(Extracted data entries)

>> start

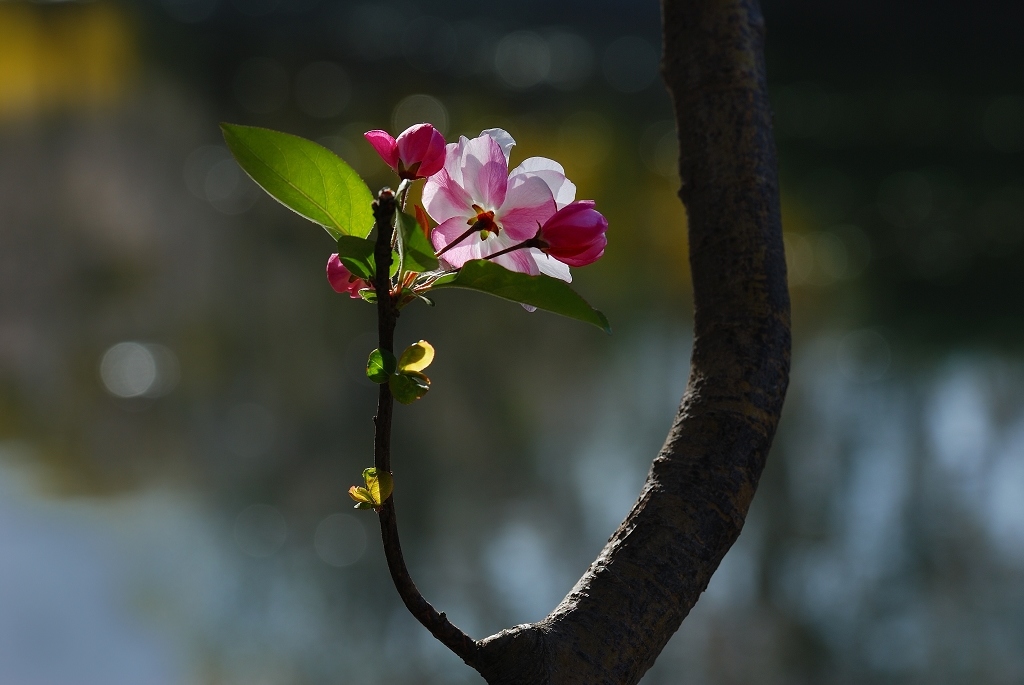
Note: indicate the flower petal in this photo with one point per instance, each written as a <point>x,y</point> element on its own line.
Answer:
<point>484,171</point>
<point>527,204</point>
<point>551,266</point>
<point>449,231</point>
<point>502,137</point>
<point>444,199</point>
<point>385,146</point>
<point>553,174</point>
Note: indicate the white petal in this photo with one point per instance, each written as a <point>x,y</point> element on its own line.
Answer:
<point>553,174</point>
<point>503,138</point>
<point>538,164</point>
<point>551,266</point>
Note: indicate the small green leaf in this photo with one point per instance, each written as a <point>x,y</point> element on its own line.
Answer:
<point>394,264</point>
<point>419,253</point>
<point>378,489</point>
<point>306,177</point>
<point>379,484</point>
<point>541,291</point>
<point>380,366</point>
<point>416,357</point>
<point>357,256</point>
<point>409,387</point>
<point>361,496</point>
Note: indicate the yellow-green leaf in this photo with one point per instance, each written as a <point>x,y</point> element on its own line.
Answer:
<point>416,357</point>
<point>360,495</point>
<point>306,177</point>
<point>379,483</point>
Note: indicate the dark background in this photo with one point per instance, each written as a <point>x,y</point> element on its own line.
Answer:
<point>182,403</point>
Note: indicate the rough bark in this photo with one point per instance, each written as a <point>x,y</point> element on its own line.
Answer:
<point>617,618</point>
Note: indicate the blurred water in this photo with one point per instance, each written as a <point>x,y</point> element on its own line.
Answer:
<point>182,405</point>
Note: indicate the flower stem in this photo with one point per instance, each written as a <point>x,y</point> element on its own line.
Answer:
<point>472,229</point>
<point>531,243</point>
<point>387,317</point>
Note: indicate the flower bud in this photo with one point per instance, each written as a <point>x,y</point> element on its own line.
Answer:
<point>574,234</point>
<point>418,153</point>
<point>342,280</point>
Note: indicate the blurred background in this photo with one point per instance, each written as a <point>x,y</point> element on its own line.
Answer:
<point>182,404</point>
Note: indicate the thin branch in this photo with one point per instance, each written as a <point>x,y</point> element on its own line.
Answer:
<point>387,318</point>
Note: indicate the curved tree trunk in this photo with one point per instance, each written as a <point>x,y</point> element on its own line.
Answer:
<point>614,623</point>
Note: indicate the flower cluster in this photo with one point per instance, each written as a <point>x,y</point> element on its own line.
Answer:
<point>526,220</point>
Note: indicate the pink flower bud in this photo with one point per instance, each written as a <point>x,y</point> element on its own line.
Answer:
<point>418,153</point>
<point>574,234</point>
<point>342,280</point>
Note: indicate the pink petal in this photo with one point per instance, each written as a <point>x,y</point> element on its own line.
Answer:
<point>422,144</point>
<point>484,171</point>
<point>444,199</point>
<point>448,230</point>
<point>528,203</point>
<point>553,174</point>
<point>504,140</point>
<point>385,146</point>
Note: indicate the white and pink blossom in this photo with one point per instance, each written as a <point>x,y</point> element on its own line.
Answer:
<point>481,209</point>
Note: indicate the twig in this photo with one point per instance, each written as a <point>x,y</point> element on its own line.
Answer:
<point>387,317</point>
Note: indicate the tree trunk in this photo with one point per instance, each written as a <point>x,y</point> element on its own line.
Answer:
<point>617,618</point>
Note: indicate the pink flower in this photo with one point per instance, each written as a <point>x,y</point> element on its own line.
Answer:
<point>342,280</point>
<point>418,153</point>
<point>574,234</point>
<point>482,209</point>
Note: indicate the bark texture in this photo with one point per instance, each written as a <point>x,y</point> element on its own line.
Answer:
<point>617,618</point>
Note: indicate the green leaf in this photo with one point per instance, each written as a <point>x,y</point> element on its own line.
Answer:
<point>409,387</point>
<point>416,357</point>
<point>542,291</point>
<point>357,256</point>
<point>379,484</point>
<point>378,489</point>
<point>306,177</point>
<point>380,366</point>
<point>419,252</point>
<point>361,496</point>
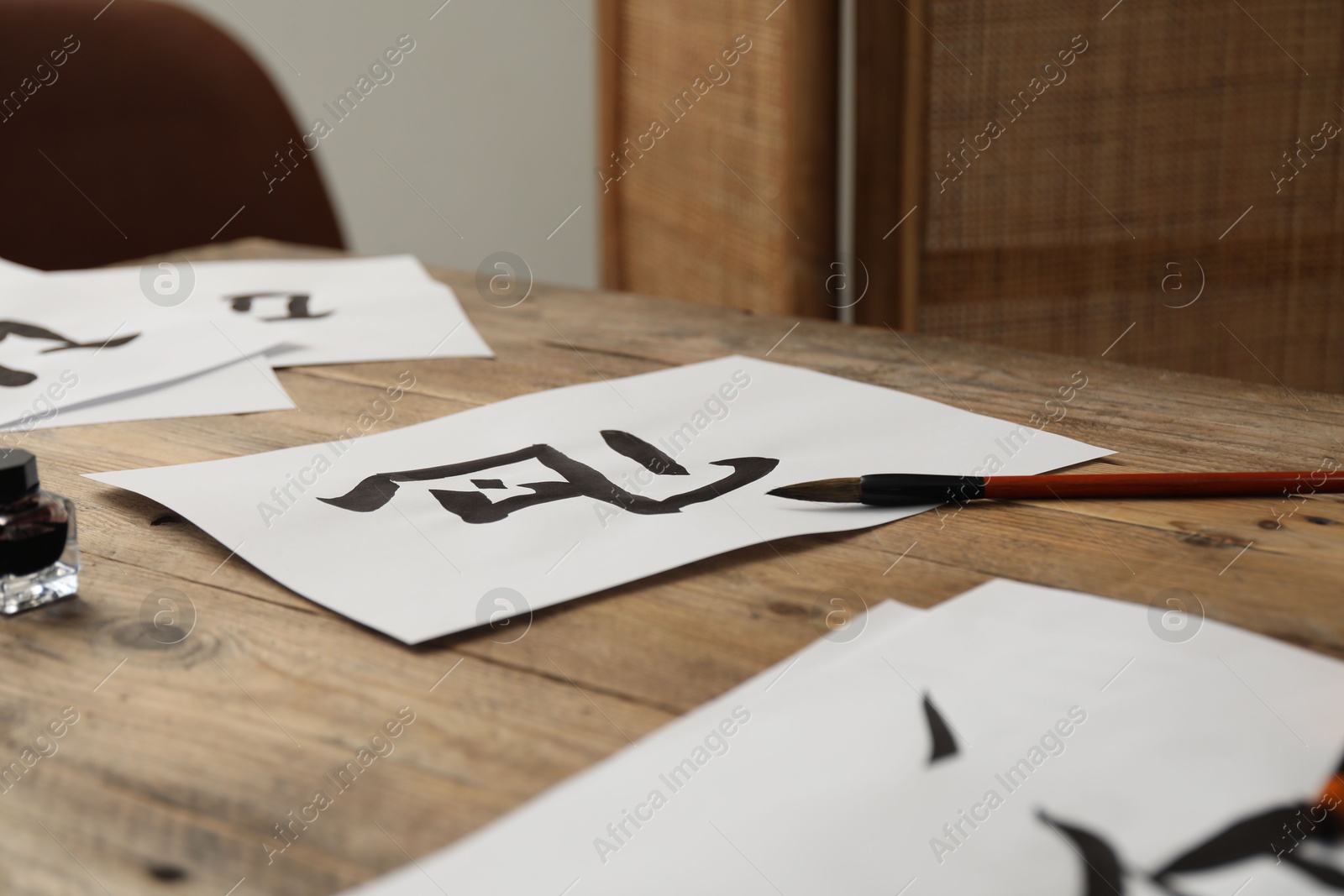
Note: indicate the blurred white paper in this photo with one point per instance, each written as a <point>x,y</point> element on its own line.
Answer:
<point>1112,750</point>
<point>50,362</point>
<point>245,385</point>
<point>568,492</point>
<point>336,311</point>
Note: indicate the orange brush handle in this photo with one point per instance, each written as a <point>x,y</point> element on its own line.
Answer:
<point>1162,485</point>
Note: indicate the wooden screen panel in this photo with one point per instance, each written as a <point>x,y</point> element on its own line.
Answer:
<point>726,197</point>
<point>1124,179</point>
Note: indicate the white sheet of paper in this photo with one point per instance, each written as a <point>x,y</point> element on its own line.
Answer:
<point>245,385</point>
<point>416,570</point>
<point>113,358</point>
<point>338,311</point>
<point>1166,746</point>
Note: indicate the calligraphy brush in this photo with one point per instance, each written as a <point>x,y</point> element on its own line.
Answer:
<point>911,488</point>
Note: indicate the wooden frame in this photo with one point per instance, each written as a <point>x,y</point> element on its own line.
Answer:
<point>890,159</point>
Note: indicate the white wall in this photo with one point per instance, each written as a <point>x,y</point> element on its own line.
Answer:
<point>492,118</point>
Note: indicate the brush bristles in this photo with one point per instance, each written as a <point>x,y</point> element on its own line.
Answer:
<point>830,490</point>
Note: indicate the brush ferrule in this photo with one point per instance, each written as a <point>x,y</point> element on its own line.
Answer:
<point>897,490</point>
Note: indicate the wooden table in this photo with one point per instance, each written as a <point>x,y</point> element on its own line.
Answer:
<point>187,755</point>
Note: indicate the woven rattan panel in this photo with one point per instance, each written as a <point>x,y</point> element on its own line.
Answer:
<point>709,203</point>
<point>1152,167</point>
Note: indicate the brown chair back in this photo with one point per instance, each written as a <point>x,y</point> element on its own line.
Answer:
<point>136,128</point>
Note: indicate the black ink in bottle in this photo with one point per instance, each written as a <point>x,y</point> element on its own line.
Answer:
<point>39,557</point>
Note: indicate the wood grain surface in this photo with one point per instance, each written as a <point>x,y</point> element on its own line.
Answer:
<point>186,755</point>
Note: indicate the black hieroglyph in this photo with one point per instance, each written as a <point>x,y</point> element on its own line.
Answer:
<point>13,378</point>
<point>941,741</point>
<point>1277,833</point>
<point>296,305</point>
<point>580,479</point>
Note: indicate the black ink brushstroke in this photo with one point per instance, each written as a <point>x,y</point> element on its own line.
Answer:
<point>13,378</point>
<point>940,734</point>
<point>1102,873</point>
<point>580,479</point>
<point>1241,840</point>
<point>296,308</point>
<point>640,452</point>
<point>1276,833</point>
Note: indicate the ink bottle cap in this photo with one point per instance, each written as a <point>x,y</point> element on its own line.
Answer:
<point>39,555</point>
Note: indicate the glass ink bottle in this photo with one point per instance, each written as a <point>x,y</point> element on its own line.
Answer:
<point>39,557</point>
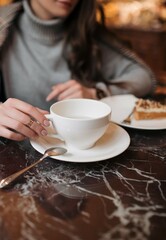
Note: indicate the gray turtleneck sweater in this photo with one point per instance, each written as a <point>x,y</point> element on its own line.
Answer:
<point>33,62</point>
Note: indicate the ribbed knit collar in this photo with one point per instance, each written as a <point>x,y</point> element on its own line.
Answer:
<point>47,31</point>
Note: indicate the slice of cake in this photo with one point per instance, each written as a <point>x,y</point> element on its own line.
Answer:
<point>149,109</point>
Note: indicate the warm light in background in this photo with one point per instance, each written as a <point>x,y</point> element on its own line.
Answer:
<point>3,2</point>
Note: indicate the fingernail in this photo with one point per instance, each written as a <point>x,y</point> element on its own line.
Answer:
<point>44,133</point>
<point>46,123</point>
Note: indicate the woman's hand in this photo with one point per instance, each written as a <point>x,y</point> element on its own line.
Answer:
<point>71,89</point>
<point>20,120</point>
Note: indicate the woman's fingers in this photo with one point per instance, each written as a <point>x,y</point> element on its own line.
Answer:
<point>15,119</point>
<point>28,110</point>
<point>8,133</point>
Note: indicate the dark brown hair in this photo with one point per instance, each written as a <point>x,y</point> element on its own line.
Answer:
<point>83,29</point>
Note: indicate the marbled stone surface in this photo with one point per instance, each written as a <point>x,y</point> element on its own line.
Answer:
<point>123,198</point>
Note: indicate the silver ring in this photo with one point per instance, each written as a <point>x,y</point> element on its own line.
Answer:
<point>30,123</point>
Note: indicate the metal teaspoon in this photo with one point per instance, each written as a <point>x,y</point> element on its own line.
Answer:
<point>54,151</point>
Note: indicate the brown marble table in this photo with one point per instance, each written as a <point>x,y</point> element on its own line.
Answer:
<point>120,198</point>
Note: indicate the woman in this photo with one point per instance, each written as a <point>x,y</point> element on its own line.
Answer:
<point>52,50</point>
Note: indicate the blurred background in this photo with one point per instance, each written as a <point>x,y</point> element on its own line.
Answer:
<point>141,24</point>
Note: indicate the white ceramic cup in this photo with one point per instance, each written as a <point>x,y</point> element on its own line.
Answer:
<point>80,122</point>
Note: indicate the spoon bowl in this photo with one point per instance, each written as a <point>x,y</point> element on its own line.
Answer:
<point>53,151</point>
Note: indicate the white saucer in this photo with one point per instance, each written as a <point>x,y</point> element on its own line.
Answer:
<point>122,106</point>
<point>115,141</point>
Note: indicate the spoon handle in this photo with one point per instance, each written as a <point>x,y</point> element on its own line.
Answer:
<point>6,181</point>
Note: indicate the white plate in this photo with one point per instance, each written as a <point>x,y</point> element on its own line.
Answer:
<point>122,106</point>
<point>115,141</point>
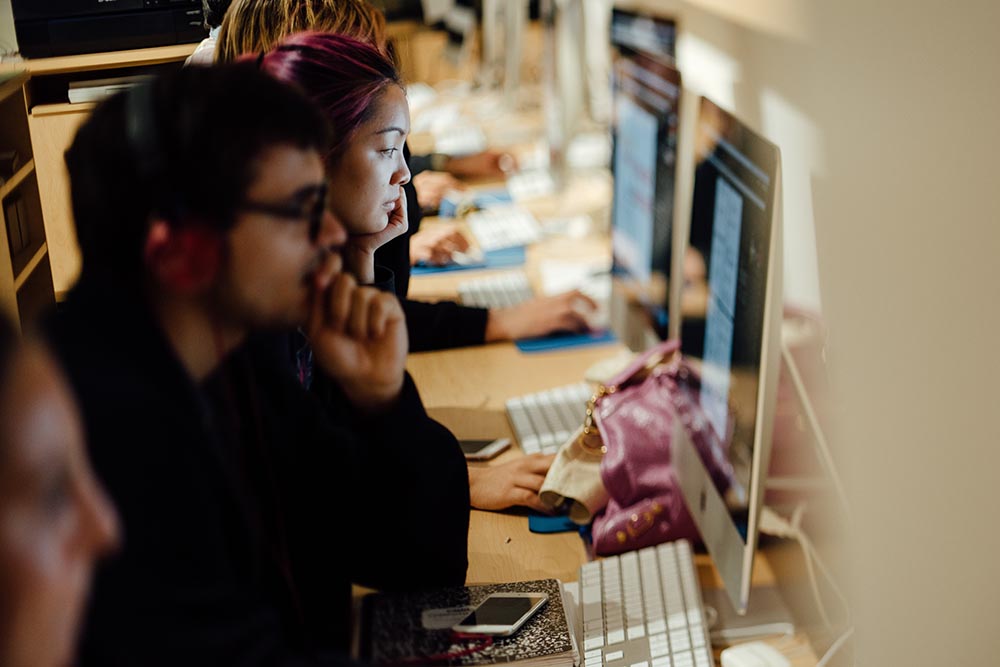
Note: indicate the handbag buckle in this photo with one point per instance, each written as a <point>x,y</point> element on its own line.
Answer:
<point>639,524</point>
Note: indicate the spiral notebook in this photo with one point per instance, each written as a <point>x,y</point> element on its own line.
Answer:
<point>410,628</point>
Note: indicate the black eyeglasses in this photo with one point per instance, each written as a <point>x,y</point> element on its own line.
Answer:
<point>308,204</point>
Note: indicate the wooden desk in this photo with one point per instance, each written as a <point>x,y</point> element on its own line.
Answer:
<point>466,389</point>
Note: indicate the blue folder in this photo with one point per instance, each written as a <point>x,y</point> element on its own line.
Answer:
<point>564,341</point>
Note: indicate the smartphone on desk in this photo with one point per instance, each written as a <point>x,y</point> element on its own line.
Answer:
<point>483,450</point>
<point>502,614</point>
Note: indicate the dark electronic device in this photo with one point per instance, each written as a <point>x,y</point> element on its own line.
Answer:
<point>69,27</point>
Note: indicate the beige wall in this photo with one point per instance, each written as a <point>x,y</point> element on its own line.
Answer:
<point>886,113</point>
<point>8,42</point>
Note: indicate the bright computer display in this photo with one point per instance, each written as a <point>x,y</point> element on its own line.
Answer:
<point>646,96</point>
<point>728,386</point>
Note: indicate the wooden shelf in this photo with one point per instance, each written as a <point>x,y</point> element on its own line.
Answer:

>> end

THE REQUEST:
Repeat only the lines running from the line that contains "Note: indicate the wooden desk" through the last line above, inclusive.

THE RESULT:
Note: indicate the wooden desk in this photo with one point per instance, each written as a <point>x,y</point> element on its own line.
Answer:
<point>466,389</point>
Note: indicate the blue folder in this photo with one point per instance, each written as a <point>x,y</point> element on its own line.
Answer:
<point>564,341</point>
Note: indicate the smartphone on desk in this photo with one point per instance, each written as a <point>x,y</point> element on its own line.
Answer:
<point>483,450</point>
<point>502,614</point>
Note: indicate the dark electronic device in this photo with one point per instance, each written as a <point>x,y</point> element on its own line.
Answer:
<point>69,27</point>
Note: indicate the beige wall in this photo with one point per instance, each written as a <point>x,y</point> element on its own line.
Answer:
<point>886,113</point>
<point>8,42</point>
Note: indicate the bright computer display in this photo with one point per instance, each written as a <point>x,y</point> element on its own line.
Answer:
<point>646,96</point>
<point>728,386</point>
Note: indicate the wooden shelf in this photo with one point per instance, each written as a <point>x,y</point> element on its own line.
Answer:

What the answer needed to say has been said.